**WHAT TO DO:**
Copy out, word for word, the whole passage below about youth crime on the Gold Coast.

**EXTRACT:**
○ ○ ○ ○

Those behind the wheel were as young as 15 years old.

This came as two Gold Coast businessme­n spoke out after their own brushes with young criminals

Will Hattingh caught two teens trying to break into his house last month.

Shortly thereafter, the same thieves allegedly went to Robert Brutman’s house down the street, where they stole a SUV and Ford Falcon XR8 from his garage.

They also took keys from inside the house, his wallet and a bottle of spirits.

All of this comes less than two weeks after Brisbane couple Kate Leadbetter and Matty Field were hit and killed by a car allegedly driven by a 17-year-old.

This raft of incidents follow those covered by the Bulletin in the past two years in its Kindergart­en Crooks series. Fed up residents in some suburbs have already founded their own vigilante groups to protect their properties.

Everyone recognises there is a problem and that enough is enough.

Sadly, the state government does not seem to be acting in a matter which is consistent with the standards of the community.

Adding to this toxic situation is the usage of social media by these young people to highlight their misdeeds or to egg each other on. They are competing crimes and throwing it in our faces.

Social media for these young crooks is a cesspit of bravado which acts as a catalyst for even more outrageous behaviour.

An increasing­ly hard-line approach aside, there are other options that must be considered as a means of reforming young people who have got in with a bad crowd.

Today’s Bulletin looks at Ormeau charity Everything Suarve which uses a tough love approach to help troubled teenagers get back on the straight and narrow, rather than simply abandon them to the justice system.

This reform approach has seen results according to its founders and is certainly a more engaged approach than reviving the “expensive failure” of Newman Government-era youth boot camps.

Enough is enough, the carnage must end and the Gold Coast deserves an explanatio­n from the government on how it will make a difference.

○ ○ ○ ○

**INFORMATION PROVIDED:**
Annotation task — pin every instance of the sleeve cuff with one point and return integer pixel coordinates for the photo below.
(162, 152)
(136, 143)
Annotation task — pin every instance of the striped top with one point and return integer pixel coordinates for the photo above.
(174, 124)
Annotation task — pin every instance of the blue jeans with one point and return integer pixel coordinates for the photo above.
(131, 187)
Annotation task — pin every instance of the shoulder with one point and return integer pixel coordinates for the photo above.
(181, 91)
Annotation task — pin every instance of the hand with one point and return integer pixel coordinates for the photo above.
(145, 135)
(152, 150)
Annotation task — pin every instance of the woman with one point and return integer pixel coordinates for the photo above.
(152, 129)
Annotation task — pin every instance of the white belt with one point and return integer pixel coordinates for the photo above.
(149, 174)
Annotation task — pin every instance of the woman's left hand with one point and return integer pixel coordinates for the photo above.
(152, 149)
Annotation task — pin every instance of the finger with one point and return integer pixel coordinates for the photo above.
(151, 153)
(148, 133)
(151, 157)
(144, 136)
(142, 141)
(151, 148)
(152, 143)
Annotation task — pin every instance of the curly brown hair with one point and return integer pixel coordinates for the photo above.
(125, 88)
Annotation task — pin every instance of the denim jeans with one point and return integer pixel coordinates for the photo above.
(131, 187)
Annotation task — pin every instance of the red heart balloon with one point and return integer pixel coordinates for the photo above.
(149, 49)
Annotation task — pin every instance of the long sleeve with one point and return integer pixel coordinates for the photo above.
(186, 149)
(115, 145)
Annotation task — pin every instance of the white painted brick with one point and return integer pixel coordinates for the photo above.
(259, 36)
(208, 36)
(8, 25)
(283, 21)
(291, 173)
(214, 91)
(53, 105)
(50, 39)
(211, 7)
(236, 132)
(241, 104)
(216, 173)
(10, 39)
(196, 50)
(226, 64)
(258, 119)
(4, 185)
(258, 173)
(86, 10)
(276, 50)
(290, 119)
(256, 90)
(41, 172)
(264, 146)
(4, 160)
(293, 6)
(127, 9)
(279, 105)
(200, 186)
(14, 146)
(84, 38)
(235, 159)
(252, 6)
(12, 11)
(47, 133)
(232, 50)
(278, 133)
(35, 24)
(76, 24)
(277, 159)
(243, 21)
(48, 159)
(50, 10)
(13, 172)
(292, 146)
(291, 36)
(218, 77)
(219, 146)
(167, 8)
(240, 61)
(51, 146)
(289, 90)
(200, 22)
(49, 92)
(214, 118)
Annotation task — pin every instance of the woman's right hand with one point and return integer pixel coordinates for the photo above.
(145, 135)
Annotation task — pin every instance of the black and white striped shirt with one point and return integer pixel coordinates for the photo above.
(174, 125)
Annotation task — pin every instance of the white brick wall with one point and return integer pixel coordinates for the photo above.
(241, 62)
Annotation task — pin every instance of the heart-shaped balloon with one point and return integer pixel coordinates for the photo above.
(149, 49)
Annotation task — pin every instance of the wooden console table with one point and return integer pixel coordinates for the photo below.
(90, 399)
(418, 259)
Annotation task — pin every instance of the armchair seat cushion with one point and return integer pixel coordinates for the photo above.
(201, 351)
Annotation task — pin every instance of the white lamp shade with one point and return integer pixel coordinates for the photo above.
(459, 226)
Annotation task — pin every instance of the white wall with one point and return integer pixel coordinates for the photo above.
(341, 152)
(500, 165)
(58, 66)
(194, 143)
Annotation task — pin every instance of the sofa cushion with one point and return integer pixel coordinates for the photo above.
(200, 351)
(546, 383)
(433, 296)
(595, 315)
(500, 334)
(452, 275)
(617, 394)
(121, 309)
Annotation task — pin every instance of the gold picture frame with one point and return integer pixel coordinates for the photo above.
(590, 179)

○ ○ ○ ○

**OUTPUT BELOW:**
Those behind the wheel were as young as 15 years old.

This came as two Gold Coast businessme­n spoke out after their own brushes with young criminals

Will Hattingh caught two teens trying to break into his house last month.

Shortly thereafter, the same thieves allegedly went to Robert Brutman’s house down the street, where they stole a SUV and Ford Falcon XR8 from his garage.

They also took keys from inside the house, his wallet and a bottle of spirits.

All of this comes less than two weeks after Brisbane couple Kate Leadbetter and Matty Field were hit and killed by a car allegedly driven by a 17-year-old.

This raft of incidents follow those covered by the Bulletin in the past two years in its Kindergart­en Crooks series. Fed up residents in some suburbs have already founded their own vigilante groups to protect their properties.

Everyone recognises there is a problem and that enough is enough.

Sadly, the state government does not seem to be acting in a matter which is consistent with the standards of the community.

Adding to this toxic situation is the usage of social media by these young people to highlight their misdeeds or to egg each other on. They are competing crimes and throwing it in our faces.

Social media for these young crooks is a cesspit of bravado which acts as a catalyst for even more outrageous behaviour.

An increasing­ly hard-line approach aside, there are other options that must be considered as a means of reforming young people who have got in with a bad crowd.

Today’s Bulletin looks at Ormeau charity Everything Suarve which uses a tough love approach to help troubled teenagers get back on the straight and narrow, rather than simply abandon them to the justice system.

This reform approach has seen results according to its founders and is certainly a more engaged approach than reviving the “expensive failure” of Newman Government-era youth boot camps.

Enough is enough, the carnage must end and the Gold Coast deserves an explanatio­n from the government on how it will make a difference.